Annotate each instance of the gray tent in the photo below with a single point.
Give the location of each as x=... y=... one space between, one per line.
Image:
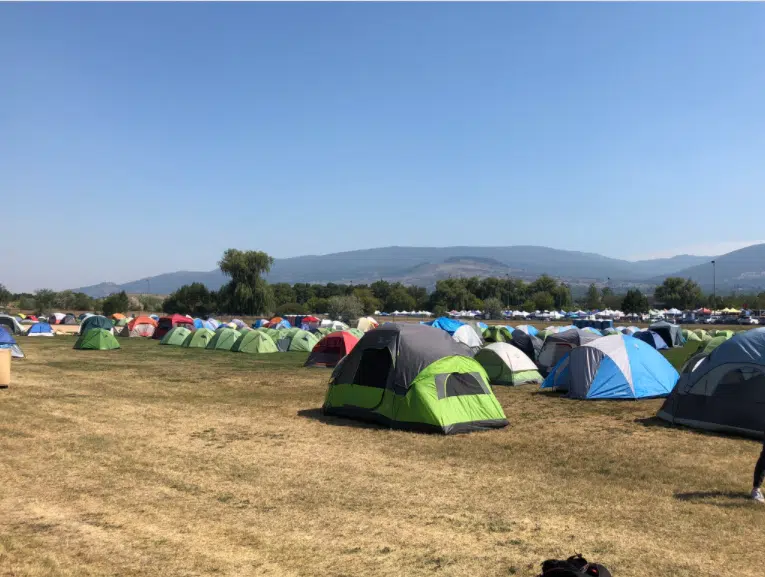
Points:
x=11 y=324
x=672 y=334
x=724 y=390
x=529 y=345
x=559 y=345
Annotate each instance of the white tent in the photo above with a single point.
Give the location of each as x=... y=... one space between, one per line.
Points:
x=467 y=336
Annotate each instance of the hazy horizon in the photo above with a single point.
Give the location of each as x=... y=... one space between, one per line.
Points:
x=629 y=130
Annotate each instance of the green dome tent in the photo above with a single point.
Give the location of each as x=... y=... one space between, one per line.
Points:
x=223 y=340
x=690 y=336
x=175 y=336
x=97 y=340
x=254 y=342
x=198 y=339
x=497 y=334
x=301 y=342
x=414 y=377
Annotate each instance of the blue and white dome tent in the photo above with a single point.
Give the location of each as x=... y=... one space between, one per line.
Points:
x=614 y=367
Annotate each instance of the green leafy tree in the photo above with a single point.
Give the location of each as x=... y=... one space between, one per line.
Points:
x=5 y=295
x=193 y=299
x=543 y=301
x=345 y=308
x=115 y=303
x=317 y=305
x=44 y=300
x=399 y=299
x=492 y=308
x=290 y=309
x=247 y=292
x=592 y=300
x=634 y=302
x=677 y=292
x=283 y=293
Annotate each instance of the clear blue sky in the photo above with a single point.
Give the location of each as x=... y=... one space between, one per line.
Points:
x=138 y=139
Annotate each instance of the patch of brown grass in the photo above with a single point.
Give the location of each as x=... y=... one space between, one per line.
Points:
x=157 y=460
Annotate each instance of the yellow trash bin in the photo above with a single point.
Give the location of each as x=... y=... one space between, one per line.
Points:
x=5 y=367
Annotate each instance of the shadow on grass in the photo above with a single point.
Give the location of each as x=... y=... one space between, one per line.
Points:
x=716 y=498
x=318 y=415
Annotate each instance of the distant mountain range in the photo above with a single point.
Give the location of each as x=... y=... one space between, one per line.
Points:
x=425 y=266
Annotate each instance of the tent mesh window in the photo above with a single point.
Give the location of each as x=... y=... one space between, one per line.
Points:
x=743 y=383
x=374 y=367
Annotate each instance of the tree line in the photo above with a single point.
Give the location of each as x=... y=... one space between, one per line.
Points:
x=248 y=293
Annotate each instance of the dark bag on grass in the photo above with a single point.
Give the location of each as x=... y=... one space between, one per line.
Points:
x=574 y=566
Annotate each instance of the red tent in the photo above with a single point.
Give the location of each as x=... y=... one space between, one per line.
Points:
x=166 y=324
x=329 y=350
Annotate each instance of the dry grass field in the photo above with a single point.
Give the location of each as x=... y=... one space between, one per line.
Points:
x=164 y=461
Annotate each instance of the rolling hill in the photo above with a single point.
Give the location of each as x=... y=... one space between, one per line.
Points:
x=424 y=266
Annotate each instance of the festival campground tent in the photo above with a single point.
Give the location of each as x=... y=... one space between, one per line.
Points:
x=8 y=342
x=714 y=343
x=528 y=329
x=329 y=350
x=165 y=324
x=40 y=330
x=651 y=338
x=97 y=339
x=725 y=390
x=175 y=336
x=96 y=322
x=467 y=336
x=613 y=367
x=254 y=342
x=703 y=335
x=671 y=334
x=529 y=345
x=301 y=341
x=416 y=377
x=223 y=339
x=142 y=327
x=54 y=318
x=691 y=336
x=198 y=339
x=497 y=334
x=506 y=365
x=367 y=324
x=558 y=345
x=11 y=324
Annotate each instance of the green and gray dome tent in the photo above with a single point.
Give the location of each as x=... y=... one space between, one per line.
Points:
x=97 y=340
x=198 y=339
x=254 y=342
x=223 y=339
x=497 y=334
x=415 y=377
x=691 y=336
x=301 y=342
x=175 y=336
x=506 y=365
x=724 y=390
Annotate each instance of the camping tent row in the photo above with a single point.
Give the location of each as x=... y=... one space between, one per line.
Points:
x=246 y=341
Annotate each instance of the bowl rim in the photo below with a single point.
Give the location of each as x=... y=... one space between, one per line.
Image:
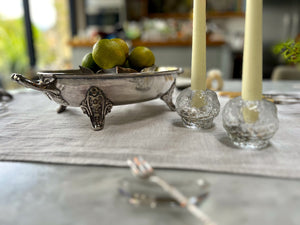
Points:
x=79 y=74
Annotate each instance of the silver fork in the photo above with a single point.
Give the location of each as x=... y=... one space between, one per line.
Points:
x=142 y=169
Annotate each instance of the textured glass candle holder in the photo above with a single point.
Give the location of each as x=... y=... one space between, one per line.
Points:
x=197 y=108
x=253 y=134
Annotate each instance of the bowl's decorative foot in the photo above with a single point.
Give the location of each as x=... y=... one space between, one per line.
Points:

****

- EXERCISE DETAILS
Return every line from the material that contains the word "white".

- REPLY
Annotate each instance of the white tent in the photo above with a single point.
Annotate each instance of the blue and white dome tent in the photo above with a single point.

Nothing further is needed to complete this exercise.